→ **Assignment**:
Gather all lines in the entries that include the word "blonde".

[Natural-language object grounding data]

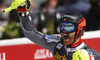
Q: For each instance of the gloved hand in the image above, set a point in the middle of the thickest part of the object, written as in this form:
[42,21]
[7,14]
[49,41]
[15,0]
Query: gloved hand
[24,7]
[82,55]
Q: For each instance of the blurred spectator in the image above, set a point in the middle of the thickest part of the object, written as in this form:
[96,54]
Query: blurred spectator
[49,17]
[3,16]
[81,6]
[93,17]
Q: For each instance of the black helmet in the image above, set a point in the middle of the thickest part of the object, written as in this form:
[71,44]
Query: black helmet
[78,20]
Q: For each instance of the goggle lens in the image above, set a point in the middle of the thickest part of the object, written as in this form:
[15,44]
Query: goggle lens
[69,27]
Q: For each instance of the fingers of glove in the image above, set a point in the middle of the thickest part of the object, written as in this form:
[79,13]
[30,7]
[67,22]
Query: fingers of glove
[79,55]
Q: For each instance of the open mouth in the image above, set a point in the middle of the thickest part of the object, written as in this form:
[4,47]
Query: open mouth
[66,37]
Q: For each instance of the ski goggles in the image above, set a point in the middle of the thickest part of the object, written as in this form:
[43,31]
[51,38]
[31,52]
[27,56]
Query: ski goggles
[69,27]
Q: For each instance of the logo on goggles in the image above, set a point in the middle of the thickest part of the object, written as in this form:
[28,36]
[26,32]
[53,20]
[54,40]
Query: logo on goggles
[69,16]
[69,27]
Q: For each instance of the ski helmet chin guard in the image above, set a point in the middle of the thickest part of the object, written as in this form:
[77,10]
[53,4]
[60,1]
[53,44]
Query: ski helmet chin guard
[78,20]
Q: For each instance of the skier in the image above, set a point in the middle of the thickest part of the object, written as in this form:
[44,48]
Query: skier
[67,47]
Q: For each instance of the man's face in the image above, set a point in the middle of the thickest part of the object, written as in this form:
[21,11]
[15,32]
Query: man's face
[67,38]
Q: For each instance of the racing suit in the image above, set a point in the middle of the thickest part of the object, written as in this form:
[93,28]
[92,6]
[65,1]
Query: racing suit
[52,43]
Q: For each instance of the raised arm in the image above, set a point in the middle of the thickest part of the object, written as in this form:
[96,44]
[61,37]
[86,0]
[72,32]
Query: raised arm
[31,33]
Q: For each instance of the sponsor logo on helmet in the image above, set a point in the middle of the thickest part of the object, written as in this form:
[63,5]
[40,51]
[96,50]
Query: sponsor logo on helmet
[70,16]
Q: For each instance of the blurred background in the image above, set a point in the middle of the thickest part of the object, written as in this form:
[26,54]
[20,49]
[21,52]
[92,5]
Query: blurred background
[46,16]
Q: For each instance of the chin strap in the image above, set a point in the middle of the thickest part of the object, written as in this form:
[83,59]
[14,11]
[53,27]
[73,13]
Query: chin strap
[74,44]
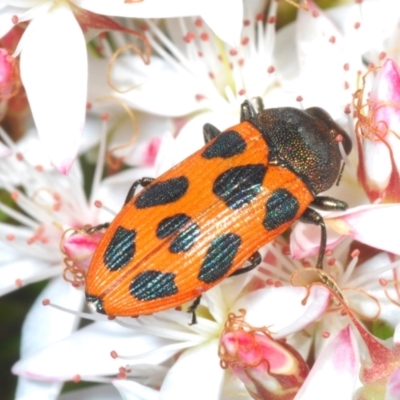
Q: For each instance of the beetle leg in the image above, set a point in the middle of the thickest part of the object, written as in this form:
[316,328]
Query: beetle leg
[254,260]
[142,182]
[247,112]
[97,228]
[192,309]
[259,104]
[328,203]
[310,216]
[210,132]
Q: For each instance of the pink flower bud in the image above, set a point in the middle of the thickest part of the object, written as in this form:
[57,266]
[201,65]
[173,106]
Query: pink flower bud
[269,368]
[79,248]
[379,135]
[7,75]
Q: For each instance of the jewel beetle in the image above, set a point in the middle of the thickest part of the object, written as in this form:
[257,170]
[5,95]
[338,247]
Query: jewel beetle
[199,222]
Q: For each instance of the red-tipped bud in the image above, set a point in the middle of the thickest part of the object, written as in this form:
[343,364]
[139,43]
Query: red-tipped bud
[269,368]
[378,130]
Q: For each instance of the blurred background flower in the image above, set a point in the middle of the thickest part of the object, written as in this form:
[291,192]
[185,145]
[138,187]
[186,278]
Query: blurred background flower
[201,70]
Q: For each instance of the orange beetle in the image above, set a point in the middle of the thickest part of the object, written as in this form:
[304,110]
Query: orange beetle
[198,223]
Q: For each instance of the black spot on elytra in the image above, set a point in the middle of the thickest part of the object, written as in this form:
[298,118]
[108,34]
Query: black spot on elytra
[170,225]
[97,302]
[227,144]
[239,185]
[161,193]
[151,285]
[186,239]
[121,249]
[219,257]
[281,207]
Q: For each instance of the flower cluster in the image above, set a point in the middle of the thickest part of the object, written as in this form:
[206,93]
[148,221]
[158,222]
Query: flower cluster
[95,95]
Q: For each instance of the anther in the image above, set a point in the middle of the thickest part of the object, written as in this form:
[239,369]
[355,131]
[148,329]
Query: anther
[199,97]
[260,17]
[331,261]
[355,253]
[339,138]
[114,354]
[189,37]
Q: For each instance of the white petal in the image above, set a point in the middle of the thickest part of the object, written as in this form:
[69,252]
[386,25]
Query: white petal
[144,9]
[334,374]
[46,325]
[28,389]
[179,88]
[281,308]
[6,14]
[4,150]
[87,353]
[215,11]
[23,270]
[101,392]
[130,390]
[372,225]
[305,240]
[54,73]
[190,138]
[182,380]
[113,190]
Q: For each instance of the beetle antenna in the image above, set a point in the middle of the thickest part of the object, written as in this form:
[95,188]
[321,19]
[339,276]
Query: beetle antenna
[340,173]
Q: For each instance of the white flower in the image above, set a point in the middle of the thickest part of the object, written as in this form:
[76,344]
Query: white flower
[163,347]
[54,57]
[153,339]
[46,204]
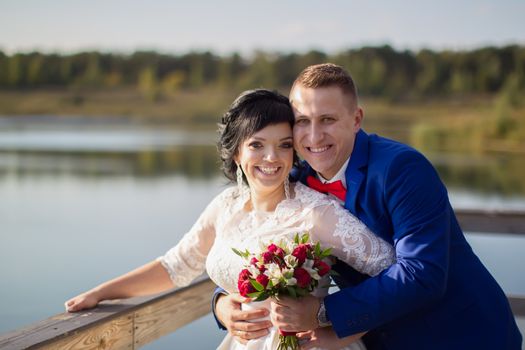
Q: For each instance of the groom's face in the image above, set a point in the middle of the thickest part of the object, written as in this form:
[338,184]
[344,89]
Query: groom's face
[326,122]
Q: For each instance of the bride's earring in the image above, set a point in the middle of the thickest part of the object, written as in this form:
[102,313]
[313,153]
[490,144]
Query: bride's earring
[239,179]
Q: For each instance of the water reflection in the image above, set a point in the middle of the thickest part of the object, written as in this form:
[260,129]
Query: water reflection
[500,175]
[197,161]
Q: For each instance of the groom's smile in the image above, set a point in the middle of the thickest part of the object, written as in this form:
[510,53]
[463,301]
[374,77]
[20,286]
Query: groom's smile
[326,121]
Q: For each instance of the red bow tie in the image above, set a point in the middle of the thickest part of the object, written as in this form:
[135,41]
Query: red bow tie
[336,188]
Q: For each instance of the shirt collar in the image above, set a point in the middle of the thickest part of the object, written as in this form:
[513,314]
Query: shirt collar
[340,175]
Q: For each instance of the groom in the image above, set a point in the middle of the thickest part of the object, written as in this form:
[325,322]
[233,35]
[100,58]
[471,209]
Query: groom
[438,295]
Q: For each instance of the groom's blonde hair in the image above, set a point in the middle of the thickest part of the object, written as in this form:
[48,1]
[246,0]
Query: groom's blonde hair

--

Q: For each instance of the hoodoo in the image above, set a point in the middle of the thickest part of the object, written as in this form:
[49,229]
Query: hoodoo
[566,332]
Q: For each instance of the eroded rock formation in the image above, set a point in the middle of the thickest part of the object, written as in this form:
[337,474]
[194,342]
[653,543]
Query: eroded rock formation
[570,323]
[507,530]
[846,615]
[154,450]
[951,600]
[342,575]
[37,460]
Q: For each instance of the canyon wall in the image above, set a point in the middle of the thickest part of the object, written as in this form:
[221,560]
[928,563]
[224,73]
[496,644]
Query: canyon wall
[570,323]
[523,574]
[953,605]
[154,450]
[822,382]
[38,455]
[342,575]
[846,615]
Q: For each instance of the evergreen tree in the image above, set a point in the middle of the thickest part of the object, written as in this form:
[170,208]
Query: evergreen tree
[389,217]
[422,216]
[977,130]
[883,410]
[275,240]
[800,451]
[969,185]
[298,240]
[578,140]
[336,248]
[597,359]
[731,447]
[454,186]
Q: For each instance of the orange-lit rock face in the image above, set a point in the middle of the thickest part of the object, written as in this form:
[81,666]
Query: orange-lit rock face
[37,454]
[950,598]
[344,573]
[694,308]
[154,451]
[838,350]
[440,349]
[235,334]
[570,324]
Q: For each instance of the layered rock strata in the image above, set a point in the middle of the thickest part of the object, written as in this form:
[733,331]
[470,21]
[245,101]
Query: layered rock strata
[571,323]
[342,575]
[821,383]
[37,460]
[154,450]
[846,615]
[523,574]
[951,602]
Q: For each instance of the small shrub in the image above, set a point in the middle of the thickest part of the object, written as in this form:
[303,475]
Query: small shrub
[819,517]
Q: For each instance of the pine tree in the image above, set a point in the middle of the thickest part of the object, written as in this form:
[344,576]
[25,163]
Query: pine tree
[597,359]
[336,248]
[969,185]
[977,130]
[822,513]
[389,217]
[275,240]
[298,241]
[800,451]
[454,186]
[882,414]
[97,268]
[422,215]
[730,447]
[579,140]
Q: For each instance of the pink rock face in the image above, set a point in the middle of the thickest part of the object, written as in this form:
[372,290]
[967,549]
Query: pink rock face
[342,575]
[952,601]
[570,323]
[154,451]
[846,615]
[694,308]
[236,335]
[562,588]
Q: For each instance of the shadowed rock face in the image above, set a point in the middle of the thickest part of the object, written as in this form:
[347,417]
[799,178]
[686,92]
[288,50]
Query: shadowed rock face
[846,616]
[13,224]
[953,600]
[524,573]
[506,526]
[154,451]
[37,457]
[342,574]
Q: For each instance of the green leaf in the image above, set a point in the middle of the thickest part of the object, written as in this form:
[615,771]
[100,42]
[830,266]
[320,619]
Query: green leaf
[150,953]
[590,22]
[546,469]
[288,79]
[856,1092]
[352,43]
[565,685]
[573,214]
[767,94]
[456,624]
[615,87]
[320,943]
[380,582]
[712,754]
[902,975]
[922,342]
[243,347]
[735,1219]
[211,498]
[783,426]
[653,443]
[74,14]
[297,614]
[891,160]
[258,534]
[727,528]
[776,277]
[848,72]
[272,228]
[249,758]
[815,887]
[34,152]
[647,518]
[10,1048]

==

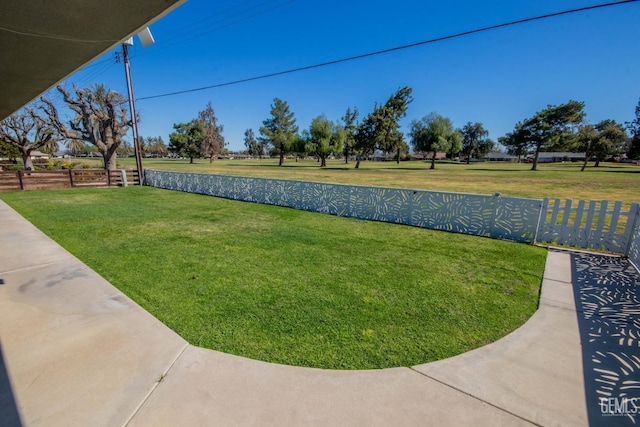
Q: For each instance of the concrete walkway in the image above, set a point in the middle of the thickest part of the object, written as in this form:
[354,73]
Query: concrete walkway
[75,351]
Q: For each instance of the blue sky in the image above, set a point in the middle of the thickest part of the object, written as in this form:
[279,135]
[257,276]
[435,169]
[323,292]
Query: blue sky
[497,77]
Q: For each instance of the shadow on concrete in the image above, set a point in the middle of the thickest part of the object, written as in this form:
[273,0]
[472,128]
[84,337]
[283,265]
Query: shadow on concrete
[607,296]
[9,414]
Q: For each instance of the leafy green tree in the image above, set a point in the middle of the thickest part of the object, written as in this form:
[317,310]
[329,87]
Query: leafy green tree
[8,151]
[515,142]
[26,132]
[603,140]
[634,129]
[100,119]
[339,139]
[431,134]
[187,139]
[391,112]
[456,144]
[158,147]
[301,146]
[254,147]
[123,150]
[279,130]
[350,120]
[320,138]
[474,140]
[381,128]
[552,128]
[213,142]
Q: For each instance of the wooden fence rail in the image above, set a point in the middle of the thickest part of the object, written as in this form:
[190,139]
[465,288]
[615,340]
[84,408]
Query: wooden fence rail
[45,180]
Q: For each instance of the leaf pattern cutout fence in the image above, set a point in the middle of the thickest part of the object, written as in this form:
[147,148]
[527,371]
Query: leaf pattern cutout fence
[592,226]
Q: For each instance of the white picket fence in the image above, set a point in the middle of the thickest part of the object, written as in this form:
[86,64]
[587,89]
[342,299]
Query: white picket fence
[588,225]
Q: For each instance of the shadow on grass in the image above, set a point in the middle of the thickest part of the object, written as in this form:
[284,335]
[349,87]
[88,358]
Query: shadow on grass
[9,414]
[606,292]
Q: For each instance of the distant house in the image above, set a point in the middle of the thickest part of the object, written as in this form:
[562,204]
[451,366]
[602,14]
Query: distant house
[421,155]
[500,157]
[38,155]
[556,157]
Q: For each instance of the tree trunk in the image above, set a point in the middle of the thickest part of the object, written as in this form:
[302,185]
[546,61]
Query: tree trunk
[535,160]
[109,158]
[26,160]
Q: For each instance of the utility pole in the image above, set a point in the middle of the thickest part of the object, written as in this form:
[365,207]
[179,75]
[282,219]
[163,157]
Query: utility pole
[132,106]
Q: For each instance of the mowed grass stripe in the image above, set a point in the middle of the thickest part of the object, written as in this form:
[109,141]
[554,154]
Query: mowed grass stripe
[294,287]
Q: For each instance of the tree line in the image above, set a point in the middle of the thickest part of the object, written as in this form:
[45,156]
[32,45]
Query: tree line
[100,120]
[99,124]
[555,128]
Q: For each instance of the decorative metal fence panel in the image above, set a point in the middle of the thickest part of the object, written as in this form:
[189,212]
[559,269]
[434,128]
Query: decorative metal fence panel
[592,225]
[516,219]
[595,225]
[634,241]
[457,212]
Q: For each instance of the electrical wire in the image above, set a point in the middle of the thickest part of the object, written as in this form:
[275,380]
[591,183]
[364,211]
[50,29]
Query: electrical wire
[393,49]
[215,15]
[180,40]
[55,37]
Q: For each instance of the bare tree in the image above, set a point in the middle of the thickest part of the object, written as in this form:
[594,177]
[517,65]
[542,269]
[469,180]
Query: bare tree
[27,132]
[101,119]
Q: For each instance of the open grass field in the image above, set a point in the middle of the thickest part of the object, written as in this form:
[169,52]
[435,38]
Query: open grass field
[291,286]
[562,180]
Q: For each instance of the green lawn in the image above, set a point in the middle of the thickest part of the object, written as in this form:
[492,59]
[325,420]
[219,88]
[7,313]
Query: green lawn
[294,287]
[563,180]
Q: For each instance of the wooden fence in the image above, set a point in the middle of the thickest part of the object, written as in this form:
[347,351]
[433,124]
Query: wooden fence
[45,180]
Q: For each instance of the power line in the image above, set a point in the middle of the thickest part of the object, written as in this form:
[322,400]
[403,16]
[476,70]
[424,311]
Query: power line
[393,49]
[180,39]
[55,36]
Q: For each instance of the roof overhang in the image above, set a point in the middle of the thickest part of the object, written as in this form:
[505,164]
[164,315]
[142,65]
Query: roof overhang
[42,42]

→ **Response box**:
Q: For each instance of the groom's blonde hair in the image above, set a point in the middle of the thickest part of the object, written as in this form:
Query: groom's blonde hair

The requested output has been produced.